Exercise objective> Starting with the line that contains "Point out every instance of the wrinkled", copy every line through the end of the data below, exactly and with nothing added.

Items>
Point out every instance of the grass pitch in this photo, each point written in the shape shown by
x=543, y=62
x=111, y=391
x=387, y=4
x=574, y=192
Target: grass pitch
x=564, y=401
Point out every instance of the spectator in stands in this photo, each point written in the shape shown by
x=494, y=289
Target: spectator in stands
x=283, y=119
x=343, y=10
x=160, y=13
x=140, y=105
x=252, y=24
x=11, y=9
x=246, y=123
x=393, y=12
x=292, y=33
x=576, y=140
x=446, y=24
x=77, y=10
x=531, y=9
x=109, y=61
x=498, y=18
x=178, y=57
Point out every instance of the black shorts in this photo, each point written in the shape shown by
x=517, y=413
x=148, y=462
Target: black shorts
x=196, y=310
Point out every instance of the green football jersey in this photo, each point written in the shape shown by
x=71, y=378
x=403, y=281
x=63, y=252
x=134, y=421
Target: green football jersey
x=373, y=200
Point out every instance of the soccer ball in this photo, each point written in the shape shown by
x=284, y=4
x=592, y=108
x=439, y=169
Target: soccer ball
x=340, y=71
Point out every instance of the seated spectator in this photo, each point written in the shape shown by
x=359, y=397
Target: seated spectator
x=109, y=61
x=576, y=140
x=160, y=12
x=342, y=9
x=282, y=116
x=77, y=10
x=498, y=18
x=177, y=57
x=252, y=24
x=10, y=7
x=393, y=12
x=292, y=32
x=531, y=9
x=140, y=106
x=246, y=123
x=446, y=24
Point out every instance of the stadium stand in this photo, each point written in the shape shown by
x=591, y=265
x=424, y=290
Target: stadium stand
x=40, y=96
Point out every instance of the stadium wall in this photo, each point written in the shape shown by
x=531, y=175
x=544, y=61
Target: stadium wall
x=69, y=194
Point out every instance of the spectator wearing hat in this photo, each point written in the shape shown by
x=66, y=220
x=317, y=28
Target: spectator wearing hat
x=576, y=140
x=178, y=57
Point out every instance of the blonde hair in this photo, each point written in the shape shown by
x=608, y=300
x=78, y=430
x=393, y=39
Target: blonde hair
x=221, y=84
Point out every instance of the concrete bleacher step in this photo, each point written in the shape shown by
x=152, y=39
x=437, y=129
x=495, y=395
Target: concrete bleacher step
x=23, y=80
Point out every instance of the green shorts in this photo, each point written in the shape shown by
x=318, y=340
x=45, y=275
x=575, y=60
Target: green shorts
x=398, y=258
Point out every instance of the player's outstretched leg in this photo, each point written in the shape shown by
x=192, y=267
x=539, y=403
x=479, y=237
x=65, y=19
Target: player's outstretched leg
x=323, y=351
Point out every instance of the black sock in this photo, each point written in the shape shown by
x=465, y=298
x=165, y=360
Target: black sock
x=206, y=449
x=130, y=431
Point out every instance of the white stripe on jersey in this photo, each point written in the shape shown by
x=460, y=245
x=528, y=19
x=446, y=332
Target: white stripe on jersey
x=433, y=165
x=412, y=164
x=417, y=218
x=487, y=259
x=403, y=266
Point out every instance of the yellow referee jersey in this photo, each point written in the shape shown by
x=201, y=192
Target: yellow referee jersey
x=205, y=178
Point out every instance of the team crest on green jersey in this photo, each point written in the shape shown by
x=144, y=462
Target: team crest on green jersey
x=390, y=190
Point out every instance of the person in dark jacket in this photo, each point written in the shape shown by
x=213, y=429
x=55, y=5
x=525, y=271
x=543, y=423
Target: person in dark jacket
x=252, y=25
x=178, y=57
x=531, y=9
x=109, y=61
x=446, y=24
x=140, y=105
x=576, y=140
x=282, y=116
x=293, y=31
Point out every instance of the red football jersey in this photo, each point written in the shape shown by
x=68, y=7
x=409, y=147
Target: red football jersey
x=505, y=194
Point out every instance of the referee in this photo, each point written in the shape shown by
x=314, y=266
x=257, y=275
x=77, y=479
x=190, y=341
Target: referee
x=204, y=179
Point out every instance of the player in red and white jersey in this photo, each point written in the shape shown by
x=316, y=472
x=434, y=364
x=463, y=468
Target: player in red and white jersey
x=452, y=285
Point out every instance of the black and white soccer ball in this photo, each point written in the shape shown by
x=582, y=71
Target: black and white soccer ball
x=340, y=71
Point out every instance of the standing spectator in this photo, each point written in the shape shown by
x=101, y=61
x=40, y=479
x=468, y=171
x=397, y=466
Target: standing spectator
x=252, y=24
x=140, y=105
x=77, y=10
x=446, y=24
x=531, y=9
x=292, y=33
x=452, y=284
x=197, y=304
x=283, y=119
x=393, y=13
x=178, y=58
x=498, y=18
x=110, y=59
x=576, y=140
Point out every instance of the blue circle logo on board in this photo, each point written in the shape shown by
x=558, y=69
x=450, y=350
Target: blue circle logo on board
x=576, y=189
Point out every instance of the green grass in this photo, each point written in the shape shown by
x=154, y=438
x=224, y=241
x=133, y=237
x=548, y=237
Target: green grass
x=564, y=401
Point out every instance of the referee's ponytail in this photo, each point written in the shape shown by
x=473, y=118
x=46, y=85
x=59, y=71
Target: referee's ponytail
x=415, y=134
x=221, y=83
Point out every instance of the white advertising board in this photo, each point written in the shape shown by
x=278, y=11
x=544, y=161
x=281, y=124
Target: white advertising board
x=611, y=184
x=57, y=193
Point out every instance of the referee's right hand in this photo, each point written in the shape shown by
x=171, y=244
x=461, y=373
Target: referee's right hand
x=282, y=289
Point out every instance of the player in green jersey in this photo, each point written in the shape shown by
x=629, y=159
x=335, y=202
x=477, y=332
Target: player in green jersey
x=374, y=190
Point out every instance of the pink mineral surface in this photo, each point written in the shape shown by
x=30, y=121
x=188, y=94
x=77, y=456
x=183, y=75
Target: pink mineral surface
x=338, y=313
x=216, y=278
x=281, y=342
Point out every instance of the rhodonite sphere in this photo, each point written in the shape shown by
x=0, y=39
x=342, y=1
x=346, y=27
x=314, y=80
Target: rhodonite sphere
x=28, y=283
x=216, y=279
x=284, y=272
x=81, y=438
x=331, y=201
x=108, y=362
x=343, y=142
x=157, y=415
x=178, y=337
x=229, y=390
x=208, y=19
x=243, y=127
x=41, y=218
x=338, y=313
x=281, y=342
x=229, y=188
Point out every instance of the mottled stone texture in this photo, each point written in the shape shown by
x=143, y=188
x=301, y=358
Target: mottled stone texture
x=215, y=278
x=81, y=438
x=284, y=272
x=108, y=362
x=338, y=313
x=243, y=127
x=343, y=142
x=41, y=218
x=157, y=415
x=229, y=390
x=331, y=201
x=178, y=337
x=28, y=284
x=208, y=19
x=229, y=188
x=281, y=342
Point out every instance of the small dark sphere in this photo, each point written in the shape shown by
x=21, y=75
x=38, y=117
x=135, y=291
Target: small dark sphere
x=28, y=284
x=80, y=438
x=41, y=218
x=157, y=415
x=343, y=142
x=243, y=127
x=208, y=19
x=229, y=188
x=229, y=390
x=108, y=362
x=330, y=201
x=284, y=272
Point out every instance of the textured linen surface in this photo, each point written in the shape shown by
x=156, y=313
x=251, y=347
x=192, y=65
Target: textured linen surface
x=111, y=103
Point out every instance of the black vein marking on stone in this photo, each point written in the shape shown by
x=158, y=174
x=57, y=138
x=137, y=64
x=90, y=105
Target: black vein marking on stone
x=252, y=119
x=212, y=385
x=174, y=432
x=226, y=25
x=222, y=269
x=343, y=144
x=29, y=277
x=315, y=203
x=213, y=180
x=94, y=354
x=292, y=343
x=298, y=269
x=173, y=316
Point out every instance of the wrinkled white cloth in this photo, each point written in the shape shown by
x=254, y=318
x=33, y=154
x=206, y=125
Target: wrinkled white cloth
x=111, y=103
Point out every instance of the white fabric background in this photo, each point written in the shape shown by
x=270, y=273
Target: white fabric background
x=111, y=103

Response for this exercise>
Point out every instance of the wrinkled white cloth in this photo, each point written in the shape shown by
x=254, y=318
x=33, y=154
x=206, y=125
Target: wrinkled white cloth
x=111, y=103
Point out every instance of the white fabric background in this photo, each point written in the shape shown by
x=270, y=273
Target: white fabric background
x=111, y=103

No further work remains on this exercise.